* Activity: Give back only the line containing "Now the air" and every line after it through the end of the data below, transcribed exactly.

*-*-*

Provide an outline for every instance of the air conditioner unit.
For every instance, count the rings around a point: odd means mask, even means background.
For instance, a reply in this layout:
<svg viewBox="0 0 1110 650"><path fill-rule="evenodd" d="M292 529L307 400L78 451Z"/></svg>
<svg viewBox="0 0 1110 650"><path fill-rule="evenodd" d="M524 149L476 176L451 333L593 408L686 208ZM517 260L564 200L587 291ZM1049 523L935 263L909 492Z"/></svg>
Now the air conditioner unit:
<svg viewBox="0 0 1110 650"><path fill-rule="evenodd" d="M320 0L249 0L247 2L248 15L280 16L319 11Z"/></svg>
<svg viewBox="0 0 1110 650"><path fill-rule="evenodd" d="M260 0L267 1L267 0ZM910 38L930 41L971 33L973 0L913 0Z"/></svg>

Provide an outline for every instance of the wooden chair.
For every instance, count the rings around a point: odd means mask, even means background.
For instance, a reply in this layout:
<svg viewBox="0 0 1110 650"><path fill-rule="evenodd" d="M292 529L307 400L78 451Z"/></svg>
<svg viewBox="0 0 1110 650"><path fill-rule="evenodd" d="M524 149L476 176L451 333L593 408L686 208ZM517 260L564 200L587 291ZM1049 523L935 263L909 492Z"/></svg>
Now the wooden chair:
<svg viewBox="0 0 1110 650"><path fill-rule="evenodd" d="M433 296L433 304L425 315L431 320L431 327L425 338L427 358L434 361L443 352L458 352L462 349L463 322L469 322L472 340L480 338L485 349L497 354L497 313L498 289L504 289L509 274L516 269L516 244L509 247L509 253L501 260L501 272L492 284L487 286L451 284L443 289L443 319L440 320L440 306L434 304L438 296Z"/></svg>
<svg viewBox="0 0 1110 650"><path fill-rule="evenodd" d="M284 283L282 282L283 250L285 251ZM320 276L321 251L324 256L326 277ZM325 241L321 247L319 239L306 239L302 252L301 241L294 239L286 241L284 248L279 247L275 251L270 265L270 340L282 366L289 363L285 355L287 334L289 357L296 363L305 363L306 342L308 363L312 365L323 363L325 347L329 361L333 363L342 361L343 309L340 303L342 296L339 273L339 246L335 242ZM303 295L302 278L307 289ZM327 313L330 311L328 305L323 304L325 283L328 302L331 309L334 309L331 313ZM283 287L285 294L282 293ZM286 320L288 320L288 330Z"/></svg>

*-*-*

* Solution for this task:
Now the air conditioner unit:
<svg viewBox="0 0 1110 650"><path fill-rule="evenodd" d="M320 0L249 0L247 2L248 15L280 16L319 11Z"/></svg>
<svg viewBox="0 0 1110 650"><path fill-rule="evenodd" d="M260 0L267 1L267 0ZM910 38L930 41L971 33L973 0L913 0Z"/></svg>

Provide an outline for every instance of the wooden chair.
For every instance, count the rings around a point: odd means mask, even means background.
For instance, a reply in this layout:
<svg viewBox="0 0 1110 650"><path fill-rule="evenodd" d="M292 529L307 400L78 451Z"/></svg>
<svg viewBox="0 0 1110 650"><path fill-rule="evenodd" d="M524 149L476 176L451 333L593 408L686 208ZM517 260L564 200L587 291ZM1049 523L935 263L909 492Z"/></svg>
Now the wooden chair:
<svg viewBox="0 0 1110 650"><path fill-rule="evenodd" d="M433 296L433 304L425 315L431 320L431 327L425 338L427 358L434 361L443 352L458 352L462 349L463 322L469 322L472 340L480 338L485 349L497 354L497 313L498 289L504 289L509 274L516 269L516 244L509 247L509 253L501 260L501 272L492 284L487 286L451 284L443 289L443 319L440 320L440 306L434 304L438 296Z"/></svg>
<svg viewBox="0 0 1110 650"><path fill-rule="evenodd" d="M284 283L282 282L283 250L285 251ZM320 276L321 251L324 256L326 277ZM325 241L321 247L319 239L306 239L302 252L301 241L294 239L286 241L284 248L279 247L275 251L270 265L270 340L282 366L289 363L285 355L287 334L289 357L296 363L305 363L306 342L308 363L312 365L323 363L325 347L329 361L333 363L342 361L343 309L340 303L342 296L339 273L339 246L335 242ZM303 295L302 278L307 289ZM327 313L330 311L328 305L323 304L325 283L328 302L331 309L334 309L331 313ZM283 287L285 294L282 293ZM286 320L288 320L288 330Z"/></svg>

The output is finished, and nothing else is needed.